YOUR OBJECTIVE –
Begin at the line containing "Query: woman's head" and retype each line through the end of the records exactly. Include nothing else and no pictures.

DATA FOR THIS EXERCISE –

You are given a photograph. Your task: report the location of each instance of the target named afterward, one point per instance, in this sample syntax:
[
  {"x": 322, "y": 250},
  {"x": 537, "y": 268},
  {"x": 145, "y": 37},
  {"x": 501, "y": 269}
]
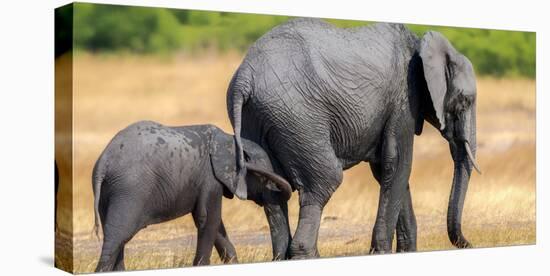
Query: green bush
[{"x": 110, "y": 28}]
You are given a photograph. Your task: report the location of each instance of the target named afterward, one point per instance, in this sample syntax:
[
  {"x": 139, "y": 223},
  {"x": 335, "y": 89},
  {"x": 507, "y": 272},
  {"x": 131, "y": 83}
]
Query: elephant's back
[{"x": 149, "y": 152}]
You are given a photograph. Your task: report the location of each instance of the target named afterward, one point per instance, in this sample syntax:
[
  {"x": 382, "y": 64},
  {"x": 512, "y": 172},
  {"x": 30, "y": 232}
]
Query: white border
[{"x": 26, "y": 135}]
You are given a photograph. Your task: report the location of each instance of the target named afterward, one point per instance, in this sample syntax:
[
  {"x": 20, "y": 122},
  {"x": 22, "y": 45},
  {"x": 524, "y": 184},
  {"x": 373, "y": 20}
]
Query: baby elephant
[{"x": 150, "y": 173}]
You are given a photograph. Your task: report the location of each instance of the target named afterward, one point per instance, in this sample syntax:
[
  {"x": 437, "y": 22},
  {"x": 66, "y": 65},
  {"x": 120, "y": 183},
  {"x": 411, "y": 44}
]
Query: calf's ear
[{"x": 224, "y": 164}]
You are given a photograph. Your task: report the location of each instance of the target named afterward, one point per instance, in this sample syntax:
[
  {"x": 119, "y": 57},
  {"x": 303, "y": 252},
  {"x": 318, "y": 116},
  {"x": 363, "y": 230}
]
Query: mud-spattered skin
[
  {"x": 150, "y": 173},
  {"x": 321, "y": 99}
]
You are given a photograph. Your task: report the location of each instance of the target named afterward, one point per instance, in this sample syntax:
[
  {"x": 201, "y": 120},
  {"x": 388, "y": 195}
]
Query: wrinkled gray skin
[
  {"x": 150, "y": 173},
  {"x": 320, "y": 99}
]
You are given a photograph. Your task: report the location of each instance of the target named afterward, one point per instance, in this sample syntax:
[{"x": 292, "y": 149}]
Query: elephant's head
[
  {"x": 260, "y": 177},
  {"x": 451, "y": 83},
  {"x": 261, "y": 185}
]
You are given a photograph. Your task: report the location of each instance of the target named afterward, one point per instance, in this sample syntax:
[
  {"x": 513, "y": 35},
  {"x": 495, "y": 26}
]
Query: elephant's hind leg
[
  {"x": 120, "y": 223},
  {"x": 225, "y": 248}
]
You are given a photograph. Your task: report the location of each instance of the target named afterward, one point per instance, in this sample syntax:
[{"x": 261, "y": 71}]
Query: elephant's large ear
[
  {"x": 224, "y": 164},
  {"x": 435, "y": 51}
]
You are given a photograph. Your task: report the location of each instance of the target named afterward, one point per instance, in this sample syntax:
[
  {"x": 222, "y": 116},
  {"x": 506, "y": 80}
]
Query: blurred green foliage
[{"x": 110, "y": 28}]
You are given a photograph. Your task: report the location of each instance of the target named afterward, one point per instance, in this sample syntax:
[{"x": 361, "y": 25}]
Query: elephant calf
[{"x": 150, "y": 173}]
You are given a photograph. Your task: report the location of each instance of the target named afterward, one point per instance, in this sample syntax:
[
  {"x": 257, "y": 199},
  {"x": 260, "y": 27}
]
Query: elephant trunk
[
  {"x": 276, "y": 211},
  {"x": 463, "y": 150}
]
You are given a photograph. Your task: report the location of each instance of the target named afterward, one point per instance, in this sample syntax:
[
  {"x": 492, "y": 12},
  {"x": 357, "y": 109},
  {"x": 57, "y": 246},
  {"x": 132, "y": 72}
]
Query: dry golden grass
[{"x": 112, "y": 92}]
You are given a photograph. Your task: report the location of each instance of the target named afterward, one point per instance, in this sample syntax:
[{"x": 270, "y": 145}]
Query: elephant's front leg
[
  {"x": 396, "y": 155},
  {"x": 207, "y": 217},
  {"x": 312, "y": 201},
  {"x": 406, "y": 225},
  {"x": 406, "y": 222}
]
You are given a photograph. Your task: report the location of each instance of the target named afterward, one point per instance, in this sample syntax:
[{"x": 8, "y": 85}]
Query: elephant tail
[
  {"x": 238, "y": 93},
  {"x": 98, "y": 175}
]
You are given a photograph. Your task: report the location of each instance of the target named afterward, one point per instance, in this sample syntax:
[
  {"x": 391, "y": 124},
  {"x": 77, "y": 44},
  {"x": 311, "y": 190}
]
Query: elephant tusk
[
  {"x": 471, "y": 156},
  {"x": 280, "y": 182}
]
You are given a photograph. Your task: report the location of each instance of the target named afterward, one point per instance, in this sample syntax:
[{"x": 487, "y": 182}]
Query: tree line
[{"x": 143, "y": 30}]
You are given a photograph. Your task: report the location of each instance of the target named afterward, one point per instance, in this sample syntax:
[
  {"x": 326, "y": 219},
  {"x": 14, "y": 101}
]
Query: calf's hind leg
[{"x": 120, "y": 224}]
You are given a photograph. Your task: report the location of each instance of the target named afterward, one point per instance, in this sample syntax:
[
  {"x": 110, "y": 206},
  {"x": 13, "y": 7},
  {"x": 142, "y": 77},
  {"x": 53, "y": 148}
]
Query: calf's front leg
[{"x": 207, "y": 217}]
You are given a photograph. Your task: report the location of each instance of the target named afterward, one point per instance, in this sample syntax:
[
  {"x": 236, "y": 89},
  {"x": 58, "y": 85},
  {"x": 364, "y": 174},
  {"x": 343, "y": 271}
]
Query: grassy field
[{"x": 112, "y": 92}]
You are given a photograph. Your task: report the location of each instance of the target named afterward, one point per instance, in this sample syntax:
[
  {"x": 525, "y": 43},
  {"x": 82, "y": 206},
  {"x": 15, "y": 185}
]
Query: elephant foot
[
  {"x": 380, "y": 247},
  {"x": 301, "y": 253},
  {"x": 406, "y": 246}
]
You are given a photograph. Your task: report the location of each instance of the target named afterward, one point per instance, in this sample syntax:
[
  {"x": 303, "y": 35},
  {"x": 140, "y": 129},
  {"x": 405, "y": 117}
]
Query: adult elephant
[{"x": 320, "y": 99}]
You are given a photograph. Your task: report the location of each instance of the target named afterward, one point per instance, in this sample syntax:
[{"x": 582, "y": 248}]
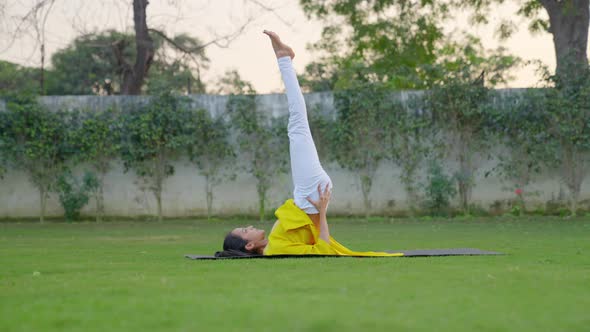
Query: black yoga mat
[{"x": 406, "y": 253}]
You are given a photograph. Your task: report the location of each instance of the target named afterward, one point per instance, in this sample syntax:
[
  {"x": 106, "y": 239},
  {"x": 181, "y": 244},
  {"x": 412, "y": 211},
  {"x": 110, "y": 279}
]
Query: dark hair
[{"x": 234, "y": 246}]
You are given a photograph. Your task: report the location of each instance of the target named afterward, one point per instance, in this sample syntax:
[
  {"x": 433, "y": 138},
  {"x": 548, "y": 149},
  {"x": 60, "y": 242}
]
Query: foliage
[
  {"x": 565, "y": 124},
  {"x": 439, "y": 190},
  {"x": 210, "y": 149},
  {"x": 262, "y": 143},
  {"x": 83, "y": 66},
  {"x": 97, "y": 138},
  {"x": 517, "y": 125},
  {"x": 392, "y": 40},
  {"x": 36, "y": 141},
  {"x": 459, "y": 104},
  {"x": 154, "y": 136},
  {"x": 360, "y": 132},
  {"x": 73, "y": 195},
  {"x": 410, "y": 142}
]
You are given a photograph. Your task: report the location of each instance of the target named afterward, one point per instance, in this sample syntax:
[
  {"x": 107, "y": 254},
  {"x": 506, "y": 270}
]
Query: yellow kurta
[{"x": 295, "y": 234}]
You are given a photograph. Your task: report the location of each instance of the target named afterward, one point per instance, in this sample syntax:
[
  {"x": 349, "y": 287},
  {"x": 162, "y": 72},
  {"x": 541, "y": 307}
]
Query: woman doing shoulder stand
[{"x": 302, "y": 226}]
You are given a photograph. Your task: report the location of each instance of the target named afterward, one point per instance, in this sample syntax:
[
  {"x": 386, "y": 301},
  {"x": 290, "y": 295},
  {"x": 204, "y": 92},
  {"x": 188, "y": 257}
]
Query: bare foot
[{"x": 279, "y": 47}]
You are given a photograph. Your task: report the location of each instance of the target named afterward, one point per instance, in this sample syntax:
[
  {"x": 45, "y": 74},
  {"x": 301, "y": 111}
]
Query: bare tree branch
[
  {"x": 24, "y": 22},
  {"x": 271, "y": 10}
]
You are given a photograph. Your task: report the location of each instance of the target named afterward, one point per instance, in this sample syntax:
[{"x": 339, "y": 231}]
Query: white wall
[{"x": 184, "y": 192}]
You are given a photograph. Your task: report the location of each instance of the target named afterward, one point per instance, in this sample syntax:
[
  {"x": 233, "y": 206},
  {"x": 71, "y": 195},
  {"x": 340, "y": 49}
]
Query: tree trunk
[
  {"x": 209, "y": 189},
  {"x": 261, "y": 202},
  {"x": 569, "y": 20},
  {"x": 158, "y": 194},
  {"x": 133, "y": 78},
  {"x": 43, "y": 199},
  {"x": 366, "y": 184},
  {"x": 42, "y": 78},
  {"x": 100, "y": 199}
]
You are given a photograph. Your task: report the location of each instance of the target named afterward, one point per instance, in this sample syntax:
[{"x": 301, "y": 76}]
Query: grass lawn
[{"x": 132, "y": 276}]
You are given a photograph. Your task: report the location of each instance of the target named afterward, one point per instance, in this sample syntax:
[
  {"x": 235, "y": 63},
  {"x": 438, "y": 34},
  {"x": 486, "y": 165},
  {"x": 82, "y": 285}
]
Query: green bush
[
  {"x": 74, "y": 195},
  {"x": 438, "y": 191}
]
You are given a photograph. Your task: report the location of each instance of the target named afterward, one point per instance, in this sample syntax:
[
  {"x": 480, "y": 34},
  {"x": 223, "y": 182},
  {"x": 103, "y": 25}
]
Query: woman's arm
[{"x": 322, "y": 206}]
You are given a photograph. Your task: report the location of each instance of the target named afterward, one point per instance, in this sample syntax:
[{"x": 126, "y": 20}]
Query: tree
[
  {"x": 566, "y": 122},
  {"x": 35, "y": 140},
  {"x": 518, "y": 126},
  {"x": 391, "y": 39},
  {"x": 211, "y": 151},
  {"x": 92, "y": 59},
  {"x": 459, "y": 100},
  {"x": 568, "y": 24},
  {"x": 418, "y": 25},
  {"x": 360, "y": 137},
  {"x": 98, "y": 142},
  {"x": 154, "y": 136}
]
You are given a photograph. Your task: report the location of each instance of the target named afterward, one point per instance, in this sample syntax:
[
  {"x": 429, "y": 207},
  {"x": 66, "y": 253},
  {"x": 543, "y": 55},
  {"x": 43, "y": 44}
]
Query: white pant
[{"x": 306, "y": 169}]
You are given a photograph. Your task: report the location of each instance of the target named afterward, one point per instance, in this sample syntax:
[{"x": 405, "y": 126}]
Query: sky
[{"x": 250, "y": 53}]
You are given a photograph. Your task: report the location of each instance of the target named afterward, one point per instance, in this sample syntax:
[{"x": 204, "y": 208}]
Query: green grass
[{"x": 132, "y": 276}]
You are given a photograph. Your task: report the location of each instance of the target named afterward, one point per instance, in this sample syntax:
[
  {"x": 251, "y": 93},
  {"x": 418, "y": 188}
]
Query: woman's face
[{"x": 249, "y": 233}]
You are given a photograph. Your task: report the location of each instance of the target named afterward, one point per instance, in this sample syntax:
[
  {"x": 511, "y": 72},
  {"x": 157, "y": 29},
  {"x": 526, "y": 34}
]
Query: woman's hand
[{"x": 322, "y": 203}]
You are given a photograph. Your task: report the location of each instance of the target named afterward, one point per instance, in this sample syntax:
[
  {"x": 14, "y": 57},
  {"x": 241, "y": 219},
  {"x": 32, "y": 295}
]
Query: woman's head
[{"x": 243, "y": 241}]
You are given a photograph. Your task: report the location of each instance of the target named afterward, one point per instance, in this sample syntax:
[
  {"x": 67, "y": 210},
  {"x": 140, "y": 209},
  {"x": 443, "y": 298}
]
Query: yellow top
[{"x": 295, "y": 234}]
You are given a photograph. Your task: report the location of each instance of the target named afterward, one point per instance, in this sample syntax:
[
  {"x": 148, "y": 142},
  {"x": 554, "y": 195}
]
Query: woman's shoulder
[{"x": 291, "y": 216}]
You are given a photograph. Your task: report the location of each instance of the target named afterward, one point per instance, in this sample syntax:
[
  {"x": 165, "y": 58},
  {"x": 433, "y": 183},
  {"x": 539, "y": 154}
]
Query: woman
[{"x": 302, "y": 227}]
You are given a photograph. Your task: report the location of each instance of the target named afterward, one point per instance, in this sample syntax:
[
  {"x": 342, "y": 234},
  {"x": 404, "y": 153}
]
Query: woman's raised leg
[{"x": 306, "y": 169}]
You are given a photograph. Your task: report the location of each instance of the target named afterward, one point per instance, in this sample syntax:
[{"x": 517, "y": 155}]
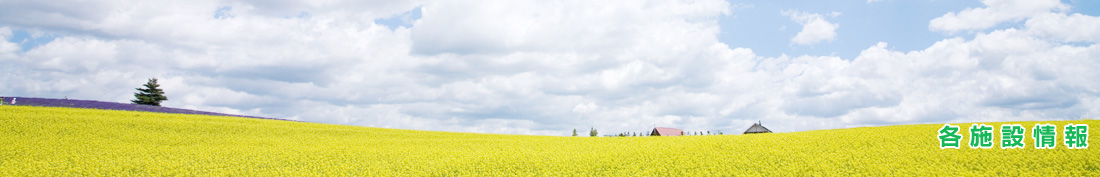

COMPLETED TASK –
Query: woman's head
[{"x": 243, "y": 241}]
You are given a photograph. Your task: report the location of each instance of the target named afterward, one point per instance, in this sample syntax:
[
  {"x": 67, "y": 210},
  {"x": 140, "y": 209},
  {"x": 443, "y": 298}
]
Query: yellow top
[{"x": 295, "y": 234}]
You are given a photograph. Your task: report the location of each instance of the target named afterward, one point per instance, in this sample syntax:
[
  {"x": 148, "y": 142},
  {"x": 554, "y": 195}
]
Query: woman's shoulder
[{"x": 291, "y": 216}]
You are given a photograph. Your task: report the location of each instance of the target named afterward, one point per instance, in this sample syntax:
[
  {"x": 165, "y": 58},
  {"x": 433, "y": 183},
  {"x": 539, "y": 154}
]
Query: woman
[{"x": 302, "y": 227}]
You are given a photograph. Your task: report the location of each instance of the target named afterward, one point per instance, in this sample syntax:
[
  {"x": 342, "y": 234},
  {"x": 404, "y": 153}
]
Query: woman's raised leg
[{"x": 306, "y": 169}]
You are given a photograph. Your task: report the location of each instance of the target named afterward, one point per instance, in this sample syntax:
[{"x": 517, "y": 155}]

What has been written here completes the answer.